**TEXTO DE ORIGEN:**
________

Perspectivas

Lo que dice (y no dice). Sobre “1989 Diario de Washington”, de Simón Alberto Consalvi

22/03/2023

Simón Alberto Consalvi retratado por Vasco Szinetar

Prácticamente todo lo que pueda apuntar acerca de este libro de Simón Alberto Consalvi, titulado 1989/Diario de Washington, corre señalado en la introducción que estuvo a mi cargo para esta edición en físico, la cual comprende alrededor de unas diez páginas, más o menos. De modo que lo que pretendo es limitarme a dar cuenta de ciertos elementos que me llamaron particularmente la atención en aquella oportunidad y destacarlos en esta versión electrónica.

El primer elemento tiene que ver con el género escogido en este caso por Consalvi. Me refiero a que lo suyo es un diario, algo que, dentro de lo que podría llamarse la literatura autorreferencial, resulta ser un ejercicio bastante infrecuente entre los venezolanos. Con esto quiero decir, en otras palabras, que otras formas del género autorreferencial han sido mucho más comunes hasta ahora entre nosotros como, por ejemplo, las memorias, sin que tampoco falten en este sentido las memorias escritas por algunos venezolanos que también incursionaron en el mundo de la diplomacia.

Un diario es tan subjetivo como puede serlo también un libro de memorias; pero quizá una de las diferencias esenciales entre ambos estribe en que, mientras que en el caso de las memorias hay un registro reposado y sujeto a revisión por parte del autor, el diarista se deja guiar en cambio por la inmediatez de lo que está viendo y, en medio de tal proceso, todo cuanto tenga que decir se ve gobernado por la espontaneidad que exige este tipo de escritura. En el caso de un diario lo que pervive entonces es lo que ha querido dejarse anotado al calor del momento que se está atestiguando.

La segunda puntualización tiene que ver con el año 1989, el cual forma parte del título, especialmente por lo que significó ese año como preludio del fin del orden internacional establecido desde 1945 y, por tanto, del fin de la esquizofrénica dinámica de la Guerra Fría (hablamos, al menos, del fin aparente de la Guerra Fría, si es que, en estos tiempos, no nos hallamos viviendo todavía una prolongación de la misma). En todo caso, el ojo avizor de Consalvi se concentra, durante muchos tramos de este diario, en dar cuenta de esos cambios tan vertiginosos, inesperados e inimaginables como los que comenzaron a tener lugar a partir de 1989. Se entiende entonces que en estas páginas convivan, como no podía ser de otro modo a propósito de 1989, apuntes sobre Gorbachov o sobre la entonces aún incierta suerte de la Unión Soviética, o sobre China y los sucesos ocurridos en la Plaza Tiananmen.

________

Datos registrados:
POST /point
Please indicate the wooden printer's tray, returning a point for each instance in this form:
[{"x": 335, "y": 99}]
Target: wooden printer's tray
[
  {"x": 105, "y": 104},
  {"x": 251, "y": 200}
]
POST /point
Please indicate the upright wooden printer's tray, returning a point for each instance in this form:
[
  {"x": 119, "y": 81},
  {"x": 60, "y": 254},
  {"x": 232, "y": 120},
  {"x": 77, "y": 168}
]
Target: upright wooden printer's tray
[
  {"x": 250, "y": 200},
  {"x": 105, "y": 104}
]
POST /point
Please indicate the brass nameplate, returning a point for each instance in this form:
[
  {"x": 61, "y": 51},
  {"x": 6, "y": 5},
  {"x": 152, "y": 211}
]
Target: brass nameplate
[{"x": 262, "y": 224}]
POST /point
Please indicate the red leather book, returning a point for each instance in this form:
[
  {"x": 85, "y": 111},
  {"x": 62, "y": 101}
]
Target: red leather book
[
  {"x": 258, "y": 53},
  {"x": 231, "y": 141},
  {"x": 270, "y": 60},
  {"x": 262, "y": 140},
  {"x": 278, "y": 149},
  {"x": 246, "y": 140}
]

________

**TAREA PLANTEADA 1:** En el texto sobre el diario de Consalvi, ¿qué forma del género autorreferencial se pone como ejemplo de las más comunes entre los venezolanos?
**TAREA PLANTEADA 2:** Extrae del texto sobre el diario de Consalvi el pasaje literal que comienza con "Prácticamente todo lo" y llega hasta "esta versión electrónica.".
**TAREA PLANTEADA 3:** Escribe lo que sigue en el texto sobre el diario de Consalvi, a partir de su última oración.

**RESPUESTA A LA TAREA 1:** Las memorias.

**RESPUESTA A LA TAREA 2:**
Prácticamente todo lo que pueda apuntar acerca de este libro de Simón Alberto Consalvi, titulado 1989/Diario de Washington, corre señalado en la introducción que estuvo a mi cargo para esta edición en físico, la cual comprende alrededor de unas diez páginas, más o menos. De modo que lo que pretendo es limitarme a dar cuenta de ciertos elementos que me llamaron particularmente la atención en aquella oportunidad y destacarlos en esta versión electrónica.

**RESPUESTA A LA TAREA 3:**
Pero, particularmente, a partir de lo que el diarista observa al adentrarse ya el verano del 89, los movimientos emergentes en la Europa del Este también hallarían acomodo dentro de la atenta pupila de Consalvi. Me refiero, en este caso, y en rápida sucesión, a lo que dejó apuntado a propósito de Polonia y de la bravura del movimiento Solidaridad; o de la aparición del dramaturgo Vaclav Havel al frente de la pacífica revuelta checa; o del desprendimiento de las repúblicas bálticas; o del rumbo multipartidista tomado por Hungría; o del reencuentro (y pronta reunificación) de las dos Alemanias o, inclusive, de la creciente ola búlgara, la cual terminaría convirtiéndose en la más impensable de todas.

Al mismo tiempo, Consalvi dedica otras tantas páginas a ciertos elementos que se vieron sometidos, o silenciados, durante más de medio siglo por las exigencias de la Guerra Fría, y que él mismo presintió que tarde o temprano podrían acabar reemergiendo en forma de nuevas amenazas. Me refiero a distintos «ismos», como los antiguos nacionalismos o los fundamentalismos religiosos, tal como, sin que nuestro diarista se viera muy desencaminado, terminó siendo el caso.

Ahora bien, precisamente por tratarse de un diario, o partiendo de la propia modestia de Consalvi en el sentido de que jamás se sintió llamado a ser una autoridad interpretando las hojas de té, algunas de sus predicciones se cumplieron con bastante acierto; en otros casos, y como es lógico que así ocurriera, terminaron resintiéndose con el paso del tiempo. Pero lo importante es que se arriesgó a otear el horizonte, y más importante aún es el hecho de que en las páginas de este diario perdure la emoción con que fue registrando esa ristra de acontecimientos inesperados e inverosímiles que aún, en 1989, eran, en el mayor de los casos, de pronóstico reservado.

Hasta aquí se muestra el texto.